=== INSTRUCTIONS TO FOLLOW ===
From the guest blog post on authors and ebook readers, write out word for word the passage starting with "Also note, certain" and going on through "permit it at all.".
## BEGIN PAGE
Welcome guest author and blogger Tara Chevrestt. I’ve been loving this ongoing discussion. Please read the back blogs she links before reading this to put everything into context.

This “I am Pissed” topic was started by an angry blogger. He’s a good guy and he makes some good points. The first post was http://alexiachronicles.blogspot.in/2012/07/i-am-blogger-and-i-am-pissed-1.html. An author posted a response: http://wwwbookbabe.blogspot.com/2012/07/why-natalie-star-is-pissed.html#.UBhSLbRrOH8. And when the blogger part 2 rant went up  http://alexiachronicles.blogspot.in/2012/07/i-am-blogger-and-i-am-pissed-2.html, I decided I had a few things of my own to say.

Point one: Put out a good book. Readers want superb editing and cover art. I understand that to a point. I def say hire an editor. However, I’ve noticed a growing trend in the ebook industry. READERS DON’T WANT TO PAY FOR EBOOKS. Look at sites like Pixel of Ink. “Oh, thank you, POI! I’ve got so many free books, I haven’t needed to buy any in months!”

So, you want superb editing and you want to see top-of-the-line cover art, but you don’t want to pay for the book? Um, where the heck is that money coming from, to pay the editor and the cover artist? It has gotten to the point that being an author is no longer a profession, but a hobby, as we are paying money to do something we love, and no one is buying it.

And when did readers become professional editors? I’d also like to point out that if you see some not-so-good editing, take a moment to ask yourself one question. Is it self-published? If not, don’t blame the author. Publishers have final say in editing AND cover art. Please, quit blaming the author for that stuff when it is not self-published material. You’ll be surprised how much control the publisher has.

Also note, certain editorial rules change with publishing houses. I have one publisher that didn’t bat an eye at head hopping. I had one that didn’t permit it at all.

Point two: Readers want us to promote their blogs or at least our post on their blog. I do. Keep in mind, however, that most people are so wrapped up in themselves that if a post doesn’t have anything to do with them, they don’t bother to read it. I can post it five times in one day on Facebook and not a single soul will pay attention to it, hook or not. It comes down to luck. Unless it says, “FREE BOOK!!!!” or “LET’S TALK ABOUT SEX!!!” or God forbid, “FIFTY SHADES OF GREY!” most people don’t look twice. Not getting a lot of hits on your blog? Not my fault. I try.
## END PAGE
## BEGIN RECORD LIST
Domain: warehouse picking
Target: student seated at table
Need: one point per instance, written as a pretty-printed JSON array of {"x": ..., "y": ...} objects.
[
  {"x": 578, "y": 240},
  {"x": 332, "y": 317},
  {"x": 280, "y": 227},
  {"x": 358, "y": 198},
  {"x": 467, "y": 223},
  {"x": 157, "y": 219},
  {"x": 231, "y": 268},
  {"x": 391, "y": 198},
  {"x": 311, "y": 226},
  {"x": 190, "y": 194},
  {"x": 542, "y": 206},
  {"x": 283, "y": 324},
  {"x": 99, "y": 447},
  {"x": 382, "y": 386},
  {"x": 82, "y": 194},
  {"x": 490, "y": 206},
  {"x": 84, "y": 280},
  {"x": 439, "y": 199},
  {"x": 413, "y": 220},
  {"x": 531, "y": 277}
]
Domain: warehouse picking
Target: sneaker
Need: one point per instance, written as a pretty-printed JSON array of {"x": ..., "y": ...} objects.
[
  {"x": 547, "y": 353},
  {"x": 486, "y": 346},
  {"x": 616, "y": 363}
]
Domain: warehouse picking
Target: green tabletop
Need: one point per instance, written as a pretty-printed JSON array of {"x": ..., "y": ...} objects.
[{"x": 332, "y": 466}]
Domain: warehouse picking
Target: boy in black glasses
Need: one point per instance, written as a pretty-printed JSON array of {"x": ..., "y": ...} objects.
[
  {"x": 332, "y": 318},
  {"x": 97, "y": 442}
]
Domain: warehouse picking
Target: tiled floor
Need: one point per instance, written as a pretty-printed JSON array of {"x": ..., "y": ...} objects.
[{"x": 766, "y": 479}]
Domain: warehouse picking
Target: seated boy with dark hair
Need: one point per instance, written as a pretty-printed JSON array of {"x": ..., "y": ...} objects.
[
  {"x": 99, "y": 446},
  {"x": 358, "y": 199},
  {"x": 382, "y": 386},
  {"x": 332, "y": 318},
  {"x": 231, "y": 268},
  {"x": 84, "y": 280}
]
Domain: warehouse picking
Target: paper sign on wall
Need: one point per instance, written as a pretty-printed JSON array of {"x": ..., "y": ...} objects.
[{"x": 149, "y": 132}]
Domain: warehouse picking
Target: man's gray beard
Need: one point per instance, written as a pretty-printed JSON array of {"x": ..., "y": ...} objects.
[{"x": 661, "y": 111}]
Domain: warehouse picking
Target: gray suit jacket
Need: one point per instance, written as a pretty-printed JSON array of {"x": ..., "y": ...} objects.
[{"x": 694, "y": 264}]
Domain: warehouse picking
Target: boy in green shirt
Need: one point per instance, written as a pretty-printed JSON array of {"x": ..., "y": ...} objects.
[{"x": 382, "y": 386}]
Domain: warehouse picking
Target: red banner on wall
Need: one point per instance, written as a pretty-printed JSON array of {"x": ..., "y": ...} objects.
## END RECORD LIST
=== FINAL ANSWER ===
Also note, certain editorial rules change with publishing houses. I have one publisher that didn’t bat an eye at head hopping. I had one that didn’t permit it at all.